─── DATA LINES ───

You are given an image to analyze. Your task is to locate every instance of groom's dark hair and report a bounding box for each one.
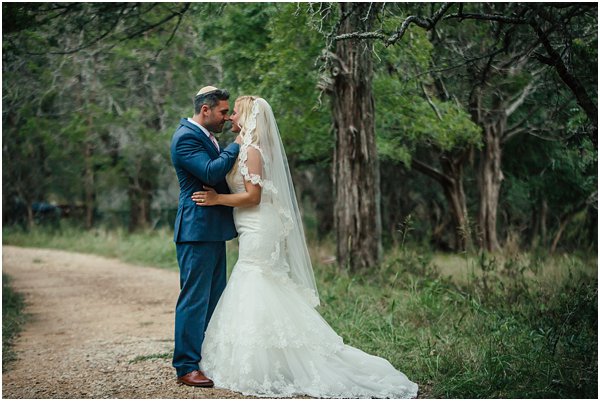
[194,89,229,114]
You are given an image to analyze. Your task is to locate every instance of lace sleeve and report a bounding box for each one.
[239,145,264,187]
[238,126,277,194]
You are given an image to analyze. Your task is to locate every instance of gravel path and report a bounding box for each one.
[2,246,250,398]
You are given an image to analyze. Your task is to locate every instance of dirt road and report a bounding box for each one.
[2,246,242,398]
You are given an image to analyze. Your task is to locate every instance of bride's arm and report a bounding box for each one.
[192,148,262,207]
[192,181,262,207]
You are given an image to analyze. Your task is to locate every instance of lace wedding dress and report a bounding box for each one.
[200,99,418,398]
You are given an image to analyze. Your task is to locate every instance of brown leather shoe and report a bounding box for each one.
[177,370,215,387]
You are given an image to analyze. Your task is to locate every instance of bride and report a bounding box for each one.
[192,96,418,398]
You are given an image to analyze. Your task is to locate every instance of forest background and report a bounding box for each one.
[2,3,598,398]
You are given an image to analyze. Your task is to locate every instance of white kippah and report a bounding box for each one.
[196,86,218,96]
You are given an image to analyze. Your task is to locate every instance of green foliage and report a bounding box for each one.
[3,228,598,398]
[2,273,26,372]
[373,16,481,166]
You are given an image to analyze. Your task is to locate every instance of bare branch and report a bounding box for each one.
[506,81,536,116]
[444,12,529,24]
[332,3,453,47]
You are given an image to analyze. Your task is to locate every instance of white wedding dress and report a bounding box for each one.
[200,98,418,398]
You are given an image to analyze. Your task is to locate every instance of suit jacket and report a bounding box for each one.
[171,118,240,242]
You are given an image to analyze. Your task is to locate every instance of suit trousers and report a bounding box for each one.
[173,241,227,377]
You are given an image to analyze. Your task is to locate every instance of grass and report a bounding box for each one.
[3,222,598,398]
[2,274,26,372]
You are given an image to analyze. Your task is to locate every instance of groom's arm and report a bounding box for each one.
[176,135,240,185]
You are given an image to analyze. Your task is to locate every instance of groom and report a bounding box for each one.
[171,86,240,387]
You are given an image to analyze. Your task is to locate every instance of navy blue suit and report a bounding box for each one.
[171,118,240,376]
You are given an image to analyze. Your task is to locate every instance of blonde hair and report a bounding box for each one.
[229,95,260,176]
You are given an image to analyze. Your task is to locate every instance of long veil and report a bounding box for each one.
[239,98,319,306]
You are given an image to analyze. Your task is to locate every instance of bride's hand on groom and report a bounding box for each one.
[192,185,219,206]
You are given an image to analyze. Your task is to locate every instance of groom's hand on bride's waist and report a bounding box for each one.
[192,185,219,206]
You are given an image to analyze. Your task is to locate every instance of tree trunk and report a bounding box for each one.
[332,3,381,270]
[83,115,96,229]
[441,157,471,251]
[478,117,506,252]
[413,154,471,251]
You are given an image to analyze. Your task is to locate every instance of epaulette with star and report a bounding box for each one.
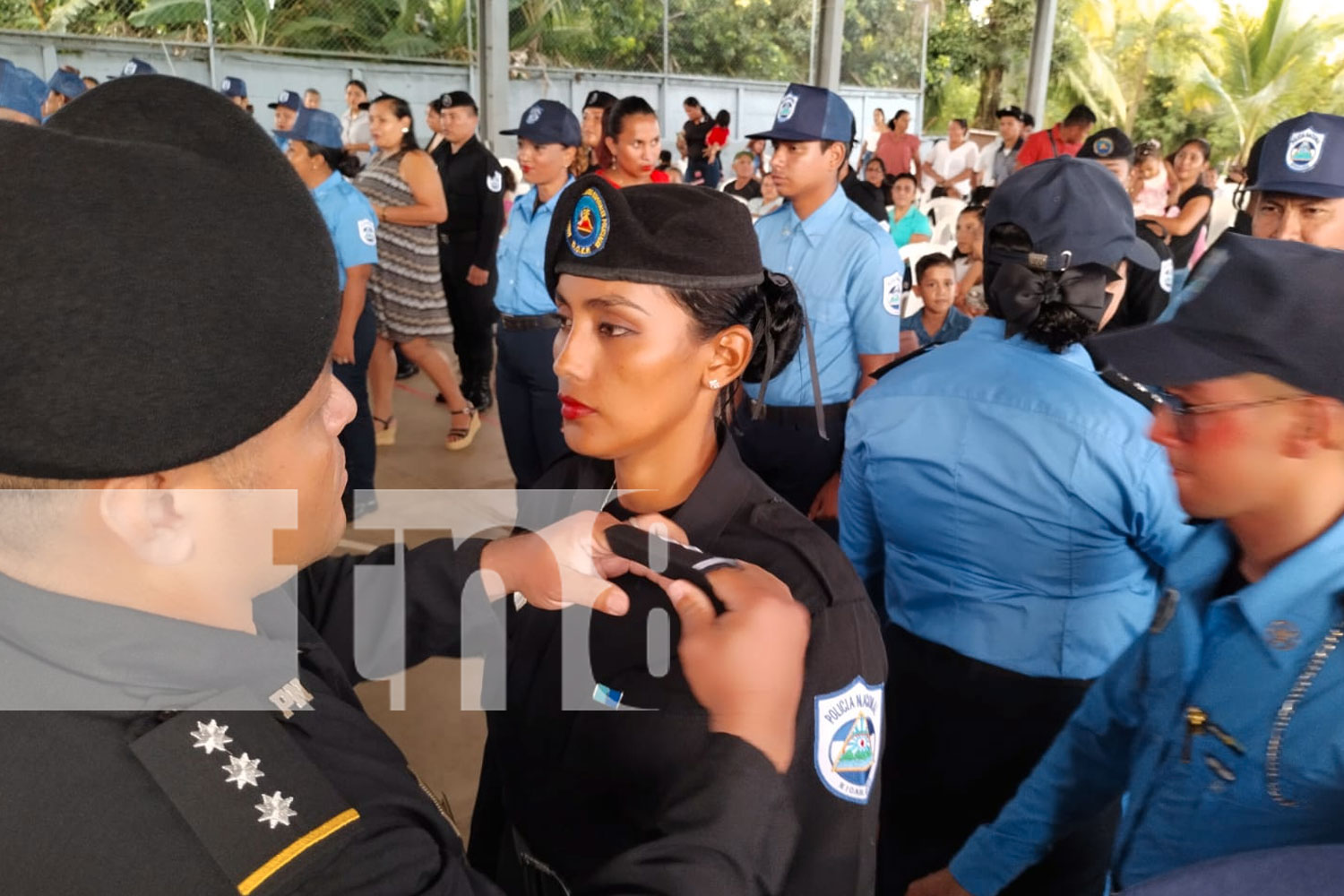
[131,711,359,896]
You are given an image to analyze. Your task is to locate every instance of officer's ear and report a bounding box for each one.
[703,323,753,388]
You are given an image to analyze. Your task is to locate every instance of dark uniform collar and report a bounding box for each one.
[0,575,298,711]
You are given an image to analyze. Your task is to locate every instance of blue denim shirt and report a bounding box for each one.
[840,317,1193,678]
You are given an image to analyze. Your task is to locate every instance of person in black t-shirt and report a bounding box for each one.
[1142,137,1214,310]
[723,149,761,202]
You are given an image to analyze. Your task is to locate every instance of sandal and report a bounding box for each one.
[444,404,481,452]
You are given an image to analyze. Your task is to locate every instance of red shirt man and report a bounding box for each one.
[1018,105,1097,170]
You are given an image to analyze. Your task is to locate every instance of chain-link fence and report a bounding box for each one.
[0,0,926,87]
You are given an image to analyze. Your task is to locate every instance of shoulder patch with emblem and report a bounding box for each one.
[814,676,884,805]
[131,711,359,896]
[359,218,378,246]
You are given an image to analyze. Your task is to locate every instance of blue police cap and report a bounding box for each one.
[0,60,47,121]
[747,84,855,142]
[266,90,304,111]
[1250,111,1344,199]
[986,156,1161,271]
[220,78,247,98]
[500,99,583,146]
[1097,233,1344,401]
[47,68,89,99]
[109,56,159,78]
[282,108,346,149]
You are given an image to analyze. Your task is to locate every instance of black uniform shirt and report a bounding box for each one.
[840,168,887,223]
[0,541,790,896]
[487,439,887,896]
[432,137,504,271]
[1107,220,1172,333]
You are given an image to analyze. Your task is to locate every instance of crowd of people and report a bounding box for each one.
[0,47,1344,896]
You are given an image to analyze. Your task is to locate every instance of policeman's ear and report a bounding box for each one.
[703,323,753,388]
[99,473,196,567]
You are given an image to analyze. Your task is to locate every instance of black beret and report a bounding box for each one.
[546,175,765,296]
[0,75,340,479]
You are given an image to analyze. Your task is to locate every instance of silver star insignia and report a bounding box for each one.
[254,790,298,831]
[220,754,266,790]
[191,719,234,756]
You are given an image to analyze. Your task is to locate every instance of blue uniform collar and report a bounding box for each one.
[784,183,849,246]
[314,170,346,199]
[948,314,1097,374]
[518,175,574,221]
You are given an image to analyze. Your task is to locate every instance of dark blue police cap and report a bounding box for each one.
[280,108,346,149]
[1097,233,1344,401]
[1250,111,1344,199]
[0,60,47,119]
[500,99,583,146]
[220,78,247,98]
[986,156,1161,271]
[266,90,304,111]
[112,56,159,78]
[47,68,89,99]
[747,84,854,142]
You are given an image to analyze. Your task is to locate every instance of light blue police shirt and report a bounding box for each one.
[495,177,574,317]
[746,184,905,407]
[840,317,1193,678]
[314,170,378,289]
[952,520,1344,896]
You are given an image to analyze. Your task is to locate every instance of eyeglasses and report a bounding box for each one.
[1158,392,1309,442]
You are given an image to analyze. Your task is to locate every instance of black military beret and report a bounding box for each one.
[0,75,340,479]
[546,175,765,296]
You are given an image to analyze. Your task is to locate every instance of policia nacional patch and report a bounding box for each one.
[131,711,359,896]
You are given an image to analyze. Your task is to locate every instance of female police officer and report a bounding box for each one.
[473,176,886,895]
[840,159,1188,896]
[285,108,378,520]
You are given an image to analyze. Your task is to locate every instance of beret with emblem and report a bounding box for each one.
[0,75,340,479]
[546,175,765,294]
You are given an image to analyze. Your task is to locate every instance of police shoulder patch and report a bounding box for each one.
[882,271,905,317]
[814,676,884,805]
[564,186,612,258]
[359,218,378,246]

───

# STATED TASK
Print the listing above in full, exactly as written. Omit any pictures.

# PROBLEM SOLUTION
You are given an image to analyze. Your task is to locate every instance of groom's dark hair and report a bounding box for each one.
[194,89,229,114]
You are given an image to analyze. Your task is to locate every instance of lace sleeve and report a bounding box for each one.
[239,145,264,187]
[238,126,277,194]
You are given an image to analyze. Your task is to locate every instance of gravel path and report a bounding box for each one.
[2,246,250,398]
You are given an image to analyze. Your task is to locate every instance of dirt road and report a bounding box for each one.
[2,246,242,398]
You are given an image to analyze. Your task is to locate every instance of bride's arm and report a bounding box for each one.
[192,148,262,207]
[192,181,262,207]
You are given an image to analyze. Your task is to locate every instance of lace wedding dress and report a bounding box for each one.
[200,99,418,398]
You are given an image to analyze. Your task is to locate every instance of brown leather shoe and report a bounding box for each one.
[177,370,215,387]
You are given an image to analyze. Your task is to locate every instance of bride and report a bounding box for each one.
[192,96,418,398]
You are given an image to analyze. Your task is to locate every instance of forest background and report a bounding box for each one.
[2,3,598,398]
You are given an image to analyze. Your task is to locate every instance of white kippah and report a bounding box for each one.
[196,86,218,96]
You are given an image to analyze. Your task is to locate every instance of green foliage and report a bounding box for each one.
[3,228,598,398]
[2,273,26,372]
[373,16,481,166]
You are given an image to analyze. Your task is to locate every instance of bare branch and report a bounding box for each one.
[506,81,536,116]
[444,12,529,24]
[332,3,453,47]
You are given an image to analyze. Your task is to locate every instance of white wedding dress and report a bounding box for each one.
[200,98,418,398]
You are given an image to analyze. Your task is to locate every instance of suit jacket and report a bounding box for each one.
[171,118,240,242]
You are given an image to analyze. Your task is to locate every instance of suit trousers and report a bounding box for each one.
[173,241,227,377]
You are given an image to analyze. Your task is to locate every instance of grass and report a bounding box for each one.
[3,222,598,398]
[2,274,26,372]
You are given an image to analyze. Your task is to locate every instance of groom's arm and report a bounding box for each one.
[176,135,240,185]
You are given an image to analyze. Your task is to locate every instance of groom and report a bounding box for each one.
[171,86,240,387]
You are given an image to analyze. Your task is to locate every instance of navy blue suit and report a bounding box for each one.
[171,118,240,376]
You are given an image to analyze. Your task is to locate every instance of blonde hair and report a bounding box for each one.
[229,95,260,176]
You are given an image to analyze. Your task is to locate every instance of long veil and report a bounding box for each one.
[239,98,319,306]
You are given an image to analyze. Your task is to locate every instance of bride's hand on groom and report a bounding box for each one.
[192,185,219,206]
You are given an image to analyze. Your task is to locate every instance of groom's hand on bride's waist and report a bounding box for each one.
[192,185,219,206]
You are given an image to analyze. Your task is to locate every instance of tree trunk and report a bounding box for each one.
[332,3,381,270]
[83,115,96,229]
[441,157,471,251]
[478,117,506,252]
[413,154,471,251]
You are given an image to analyze. Your task is to locate every instance of epaulette with star and report a bounding box for each one.
[131,711,359,896]
You are given an image to analyze. Your task is to locate every instance of officer's ear and report a bounding box for each one.
[703,323,753,388]
You are given an image to analyze. Your task is to locate every instance of dark uniform collar and report a bounding box for each one.
[0,575,298,711]
You are given an image to analyze. Your task is to locate every instance of blue denim shirt and report a bounding box for each one.
[840,317,1193,678]
You are given an image to analyze. Your task is to locate every instance of person in black t-shirt and report a bounding box for each one.
[1142,137,1214,310]
[723,149,761,202]
You are given an image to analyze. Your task is to locate every instance of sandal and report a bounding box for each one.
[444,404,481,452]
You are given an image to analyze. Your task is to locate every instance of red shirt man and report a bounding box for each one.
[1018,105,1097,170]
You are given an image to analyze. Your task is to locate every instance of chain-link fence and report a bounding box for each one.
[0,0,926,87]
You are given an image to analyze. Your task is to locate every instance of shoulder patch with emblem and report a bounding box for each one.
[814,676,884,805]
[131,711,359,896]
[359,218,378,246]
You are given an image to analyze. Your task is to locate every instance of blue police cap and report a bounding box for each one.
[0,60,47,121]
[747,84,855,142]
[266,90,304,111]
[1250,111,1344,199]
[986,156,1161,271]
[220,78,247,98]
[500,99,583,146]
[1097,233,1344,401]
[47,68,89,99]
[109,56,159,78]
[282,108,346,149]
You are given an image to analyze. Your task is to locate every instance of black uniform shirt and report a bounding box for each one.
[840,168,887,223]
[0,541,790,896]
[487,439,887,896]
[432,137,504,271]
[1107,220,1172,333]
You are given an image to analyze. Your task is to locate every instance of crowd of people and report a bounding box for each one.
[0,47,1344,896]
You are given an image to analyze. Your task is to locate every instance of policeman's ear and report a bounding box for each one.
[703,323,753,388]
[99,473,196,567]
You are given an image to analyze. Your task is to locate every instance of black beret and report a bounding box for each one.
[546,175,765,296]
[0,75,340,479]
You are given an image to analyze. Your task is to locate every instance of silver star insignia and report a bounding box for each one.
[254,790,298,831]
[220,754,266,790]
[191,719,234,756]
You are given an image to analyze. Your task is to locate every instance of blue uniform collar and report a bounding box for each one.
[784,183,849,246]
[314,170,346,199]
[948,314,1097,374]
[518,175,574,221]
You are given an image to analyze. Your task is to locate every instance of dark blue police cap and report a bounding box for each one.
[280,108,346,149]
[1097,233,1344,401]
[1250,111,1344,199]
[0,60,47,119]
[500,99,583,146]
[220,78,247,98]
[986,156,1161,271]
[266,90,304,111]
[112,56,159,78]
[47,68,89,99]
[747,84,854,142]
You are given an image to analyze. Your task is to locate every instance of light blue police shirt and report a bounding box for each one.
[495,177,574,317]
[746,184,905,407]
[840,317,1193,678]
[314,170,378,289]
[952,520,1344,896]
You are given an image to analyze. Your task is to locate every instance of eyeglasses and report a bounding box for each one.
[1158,392,1309,442]
You are given an image to analyze. Your task is to locate every instance of black military beret and report a bounding box for each one.
[0,75,340,479]
[546,175,765,296]
You are given an image to analyze. Your task is to locate every instance of policia nacional patch and report a bounding box for each one.
[131,711,359,896]
You are given an image to analyze. Your task is to locate every instance of female police officer and report a bounding box for each one.
[473,176,886,895]
[840,159,1188,896]
[285,108,378,520]
You are given an image to analyze. Your task is to locate every instance of beret with emblem and report a bounding box for each one.
[0,75,340,479]
[546,175,765,294]
You are given an image to analyze. Your task is to locate every instance of police shoulder patch and report a bounding box for each one.
[882,271,905,317]
[814,676,884,805]
[564,186,612,258]
[359,218,378,246]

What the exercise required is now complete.